Stored data entries
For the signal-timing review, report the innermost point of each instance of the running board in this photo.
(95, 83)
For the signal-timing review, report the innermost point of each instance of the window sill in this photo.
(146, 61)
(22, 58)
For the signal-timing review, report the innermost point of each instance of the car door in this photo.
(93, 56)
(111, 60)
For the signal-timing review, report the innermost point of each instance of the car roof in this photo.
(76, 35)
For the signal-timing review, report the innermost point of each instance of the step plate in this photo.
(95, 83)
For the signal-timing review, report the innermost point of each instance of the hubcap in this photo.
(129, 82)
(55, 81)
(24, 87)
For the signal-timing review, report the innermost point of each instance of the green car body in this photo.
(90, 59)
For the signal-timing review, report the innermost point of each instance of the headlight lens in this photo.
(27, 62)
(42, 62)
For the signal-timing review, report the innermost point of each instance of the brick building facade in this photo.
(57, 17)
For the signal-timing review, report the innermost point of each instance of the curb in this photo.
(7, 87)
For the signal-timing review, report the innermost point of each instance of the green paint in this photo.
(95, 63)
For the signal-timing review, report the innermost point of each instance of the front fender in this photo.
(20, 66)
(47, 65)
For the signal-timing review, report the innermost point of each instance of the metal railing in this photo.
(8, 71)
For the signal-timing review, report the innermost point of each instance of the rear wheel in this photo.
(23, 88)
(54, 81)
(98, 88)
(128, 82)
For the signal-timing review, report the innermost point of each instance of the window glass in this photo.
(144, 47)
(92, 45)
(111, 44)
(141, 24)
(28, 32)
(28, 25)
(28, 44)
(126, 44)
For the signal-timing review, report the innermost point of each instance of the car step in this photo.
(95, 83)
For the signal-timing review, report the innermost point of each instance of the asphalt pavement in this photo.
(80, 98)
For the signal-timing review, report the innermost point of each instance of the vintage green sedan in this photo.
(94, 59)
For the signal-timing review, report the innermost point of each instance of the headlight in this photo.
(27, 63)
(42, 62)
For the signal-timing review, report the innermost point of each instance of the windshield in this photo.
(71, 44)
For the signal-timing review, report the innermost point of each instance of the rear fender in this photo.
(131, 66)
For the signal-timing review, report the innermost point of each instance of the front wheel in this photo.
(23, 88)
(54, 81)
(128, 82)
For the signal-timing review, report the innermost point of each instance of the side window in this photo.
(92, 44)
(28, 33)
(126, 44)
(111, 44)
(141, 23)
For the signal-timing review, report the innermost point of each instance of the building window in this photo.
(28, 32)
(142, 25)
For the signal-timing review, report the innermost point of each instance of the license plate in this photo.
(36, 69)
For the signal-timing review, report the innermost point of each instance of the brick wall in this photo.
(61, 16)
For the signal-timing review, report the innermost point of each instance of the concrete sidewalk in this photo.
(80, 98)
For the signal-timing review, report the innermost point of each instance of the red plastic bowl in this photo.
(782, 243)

_TASK INSTRUCTIONS_.
The data above is to be given again, with every line exact.

_ANSWER BELOW_.
For the signal-timing review, report the innermost point of each instance of the running board in this photo.
(95, 83)
For the signal-timing review, report the innermost point of each instance of the window sill in this photo.
(146, 61)
(22, 58)
For the signal-timing review, report the innermost point of each instance of the car door in this photo.
(93, 56)
(111, 60)
For the signal-timing review, report the innermost point of each instance of the car roof in this photo.
(76, 35)
For the signal-timing review, report the innermost point of each instance of the step plate in this photo.
(95, 83)
For the signal-timing review, report the innermost point of each instance of the hubcap in this photo.
(129, 82)
(55, 81)
(24, 87)
For the signal-timing review, report the innermost point of each instance of the green car body in this photo.
(90, 59)
For the signal-timing review, report the innermost point of each instance of the headlight lens in this photo.
(27, 62)
(42, 62)
For the signal-timing review, report the innermost point of each instance of the brick building facade in this photo.
(57, 17)
For the signal-timing review, report the innermost point of each instance of the curb in this photo.
(7, 87)
For the signal-timing review, report the innermost point of each instance of the green paint in this photo.
(95, 63)
For the signal-timing review, report the innermost point of each instance of the front fender in this photo.
(20, 66)
(47, 65)
For the signal-timing review, report the innermost point of each instance of the metal railing in this photo.
(8, 71)
For the signal-timing review, report the innermost point of each instance of the rear wheel in this photo.
(23, 88)
(54, 81)
(98, 88)
(128, 82)
For the signal-timing review, report the innermost point of each instance of the window glass in this photo.
(144, 47)
(92, 45)
(111, 44)
(141, 24)
(28, 32)
(28, 25)
(28, 44)
(126, 44)
For the signal-timing review, report the innermost point of each instance of the car step in this photo.
(95, 83)
For the signal-timing review, report the innermost point of each instance of the asphalt pavement in this photo.
(80, 98)
For the signal-timing review, report the innermost point of each instance of the vintage green sedan in this photo.
(94, 59)
For the signal-timing review, report the innermost point of each instance of the headlight in this photo.
(27, 63)
(42, 62)
For the signal-timing review, report the innermost point of each instance of the windshield in this photo.
(71, 44)
For the signal-timing review, report the innermost point of each instance of the rear fender in this photo.
(131, 66)
For the signal-timing review, report the innermost point of each instance of the front wheel in this photo.
(23, 88)
(54, 81)
(128, 82)
For the signal-timing review, report the innermost point of each instance of the side window in this photo.
(92, 44)
(28, 33)
(126, 44)
(111, 44)
(141, 23)
For the signal-timing review, report the innermost point of each instance of the building window in this photo.
(28, 32)
(142, 25)
For the signal-timing review, report the innermost point of each instance of the license plate in this photo.
(36, 69)
For the signal-timing review, report the innermost point of each instance of the brick wall in this photo.
(61, 16)
For the signal-timing review, report the innermost point of each instance of the concrete sidewalk in this photo.
(80, 98)
For the signal-timing review, report the innermost point of each instance of the red plastic bowl in this photo.
(782, 243)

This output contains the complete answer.